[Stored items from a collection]
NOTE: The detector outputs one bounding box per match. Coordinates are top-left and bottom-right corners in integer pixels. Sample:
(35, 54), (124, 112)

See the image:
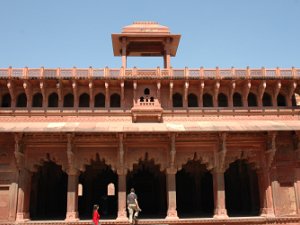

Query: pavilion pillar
(122, 37), (127, 69)
(65, 170), (79, 222)
(117, 169), (128, 221)
(16, 168), (32, 222)
(166, 168), (179, 220)
(213, 170), (228, 219)
(294, 167), (300, 215)
(258, 168), (275, 217)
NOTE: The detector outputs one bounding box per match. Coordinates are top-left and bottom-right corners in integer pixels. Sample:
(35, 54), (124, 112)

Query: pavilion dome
(122, 21), (170, 34)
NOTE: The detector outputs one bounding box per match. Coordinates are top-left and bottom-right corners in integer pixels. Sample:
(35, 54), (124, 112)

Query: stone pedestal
(166, 168), (179, 220)
(213, 171), (228, 219)
(16, 168), (32, 222)
(117, 170), (128, 221)
(65, 171), (79, 222)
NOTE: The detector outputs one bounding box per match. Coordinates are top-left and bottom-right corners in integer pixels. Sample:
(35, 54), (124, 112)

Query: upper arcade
(112, 21), (181, 68)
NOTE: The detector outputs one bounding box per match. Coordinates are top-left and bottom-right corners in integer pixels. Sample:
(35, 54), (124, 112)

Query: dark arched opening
(48, 92), (58, 107)
(64, 93), (74, 107)
(247, 92), (257, 107)
(176, 160), (214, 217)
(1, 93), (11, 107)
(78, 155), (118, 219)
(218, 93), (228, 107)
(291, 94), (299, 106)
(32, 93), (43, 107)
(233, 92), (243, 107)
(188, 94), (198, 107)
(79, 93), (90, 107)
(203, 93), (214, 107)
(262, 92), (272, 106)
(110, 93), (121, 108)
(172, 93), (183, 107)
(94, 93), (105, 107)
(277, 93), (286, 106)
(30, 161), (68, 220)
(127, 155), (167, 218)
(17, 93), (27, 107)
(225, 160), (260, 216)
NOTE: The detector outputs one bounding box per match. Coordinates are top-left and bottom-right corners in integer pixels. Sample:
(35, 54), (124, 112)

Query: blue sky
(0, 0), (300, 68)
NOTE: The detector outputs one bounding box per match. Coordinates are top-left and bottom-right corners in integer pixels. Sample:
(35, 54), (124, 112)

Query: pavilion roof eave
(0, 120), (300, 133)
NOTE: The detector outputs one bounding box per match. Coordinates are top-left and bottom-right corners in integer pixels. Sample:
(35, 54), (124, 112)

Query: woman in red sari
(93, 205), (100, 225)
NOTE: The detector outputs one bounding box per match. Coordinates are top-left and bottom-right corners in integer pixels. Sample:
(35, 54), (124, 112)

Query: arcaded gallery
(0, 22), (300, 225)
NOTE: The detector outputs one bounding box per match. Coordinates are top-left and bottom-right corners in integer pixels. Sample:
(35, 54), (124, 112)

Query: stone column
(166, 168), (179, 220)
(16, 168), (32, 222)
(65, 170), (79, 222)
(117, 169), (128, 221)
(294, 167), (300, 215)
(213, 170), (228, 219)
(258, 168), (275, 217)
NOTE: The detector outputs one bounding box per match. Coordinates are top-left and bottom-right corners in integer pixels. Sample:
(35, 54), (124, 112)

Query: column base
(116, 211), (128, 221)
(260, 208), (275, 218)
(65, 212), (79, 222)
(214, 209), (228, 219)
(16, 213), (30, 223)
(166, 209), (179, 220)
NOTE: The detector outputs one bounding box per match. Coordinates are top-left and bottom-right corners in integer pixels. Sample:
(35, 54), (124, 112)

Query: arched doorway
(176, 160), (214, 218)
(127, 155), (167, 218)
(30, 161), (68, 220)
(78, 155), (118, 219)
(225, 160), (260, 216)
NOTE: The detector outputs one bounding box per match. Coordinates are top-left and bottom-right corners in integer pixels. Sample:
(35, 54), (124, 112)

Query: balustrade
(0, 68), (300, 79)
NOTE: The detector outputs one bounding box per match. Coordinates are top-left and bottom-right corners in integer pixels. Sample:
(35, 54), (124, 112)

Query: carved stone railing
(0, 67), (300, 80)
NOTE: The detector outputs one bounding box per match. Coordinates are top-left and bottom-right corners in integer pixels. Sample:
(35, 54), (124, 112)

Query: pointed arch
(79, 93), (90, 107)
(32, 92), (43, 107)
(1, 93), (11, 108)
(48, 92), (58, 107)
(218, 93), (228, 107)
(233, 92), (243, 107)
(16, 92), (27, 107)
(110, 93), (121, 108)
(203, 93), (214, 107)
(172, 92), (183, 108)
(94, 92), (105, 107)
(188, 93), (198, 107)
(64, 93), (74, 107)
(247, 92), (257, 107)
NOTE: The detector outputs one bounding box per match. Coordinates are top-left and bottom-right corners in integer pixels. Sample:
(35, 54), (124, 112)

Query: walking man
(127, 188), (141, 224)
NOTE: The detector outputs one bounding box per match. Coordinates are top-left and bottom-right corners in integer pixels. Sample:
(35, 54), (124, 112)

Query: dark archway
(79, 93), (90, 107)
(1, 93), (11, 108)
(233, 92), (243, 107)
(64, 93), (74, 108)
(291, 94), (299, 106)
(188, 94), (198, 107)
(176, 160), (214, 218)
(277, 93), (286, 106)
(172, 93), (183, 107)
(127, 154), (167, 218)
(225, 160), (260, 216)
(48, 92), (58, 107)
(218, 93), (228, 107)
(110, 93), (121, 108)
(262, 92), (272, 106)
(203, 93), (214, 107)
(17, 93), (27, 107)
(32, 93), (43, 107)
(30, 161), (68, 220)
(247, 92), (257, 107)
(78, 155), (118, 219)
(94, 93), (105, 107)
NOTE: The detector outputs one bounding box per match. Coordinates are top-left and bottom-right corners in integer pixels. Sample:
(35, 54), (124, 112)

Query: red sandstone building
(0, 22), (300, 225)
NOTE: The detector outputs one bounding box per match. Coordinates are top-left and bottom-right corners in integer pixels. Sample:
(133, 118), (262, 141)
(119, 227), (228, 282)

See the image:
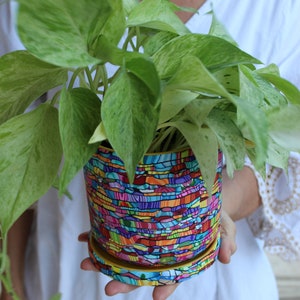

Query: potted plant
(0, 0), (300, 294)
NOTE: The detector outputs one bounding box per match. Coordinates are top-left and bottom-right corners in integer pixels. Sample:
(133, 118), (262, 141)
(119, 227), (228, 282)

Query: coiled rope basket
(84, 146), (222, 285)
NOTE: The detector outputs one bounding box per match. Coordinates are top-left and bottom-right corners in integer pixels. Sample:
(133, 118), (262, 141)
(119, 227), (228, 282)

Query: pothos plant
(0, 0), (300, 298)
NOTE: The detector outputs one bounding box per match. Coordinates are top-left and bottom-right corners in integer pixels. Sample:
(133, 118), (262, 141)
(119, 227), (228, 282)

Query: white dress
(1, 0), (300, 300)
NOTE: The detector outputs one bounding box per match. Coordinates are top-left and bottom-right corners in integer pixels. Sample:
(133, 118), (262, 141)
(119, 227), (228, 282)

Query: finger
(153, 284), (179, 300)
(218, 211), (236, 264)
(105, 280), (138, 296)
(78, 231), (89, 242)
(80, 257), (99, 272)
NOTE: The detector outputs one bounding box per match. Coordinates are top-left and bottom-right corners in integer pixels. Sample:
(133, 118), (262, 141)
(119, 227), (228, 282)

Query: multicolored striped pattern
(84, 147), (222, 284)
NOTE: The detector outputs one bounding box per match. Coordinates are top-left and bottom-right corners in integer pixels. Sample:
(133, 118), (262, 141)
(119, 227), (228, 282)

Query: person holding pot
(1, 0), (300, 300)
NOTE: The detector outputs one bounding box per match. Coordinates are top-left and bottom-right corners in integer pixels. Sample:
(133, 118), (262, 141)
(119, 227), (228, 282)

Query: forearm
(222, 167), (262, 221)
(0, 209), (34, 300)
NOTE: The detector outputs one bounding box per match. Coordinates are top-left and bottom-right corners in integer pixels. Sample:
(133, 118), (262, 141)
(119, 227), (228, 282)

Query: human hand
(78, 211), (236, 300)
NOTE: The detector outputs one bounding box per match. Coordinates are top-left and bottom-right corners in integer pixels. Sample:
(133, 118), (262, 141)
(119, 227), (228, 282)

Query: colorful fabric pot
(84, 147), (222, 285)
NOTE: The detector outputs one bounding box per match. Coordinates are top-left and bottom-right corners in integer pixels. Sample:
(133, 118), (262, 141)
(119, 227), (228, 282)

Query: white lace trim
(246, 153), (300, 260)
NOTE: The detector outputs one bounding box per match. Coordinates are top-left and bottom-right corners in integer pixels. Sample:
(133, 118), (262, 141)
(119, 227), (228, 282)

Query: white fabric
(0, 0), (300, 300)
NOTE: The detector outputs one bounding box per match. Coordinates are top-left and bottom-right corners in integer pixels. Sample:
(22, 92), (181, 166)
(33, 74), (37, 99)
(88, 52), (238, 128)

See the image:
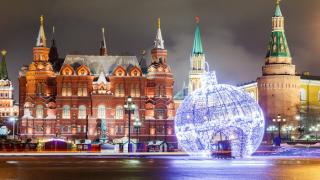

[CHALLENGE]
Return every line of the records above that contains the word "arched".

[EXERCISE RESPONSE]
Query: dark arched opening
Query: arched doorway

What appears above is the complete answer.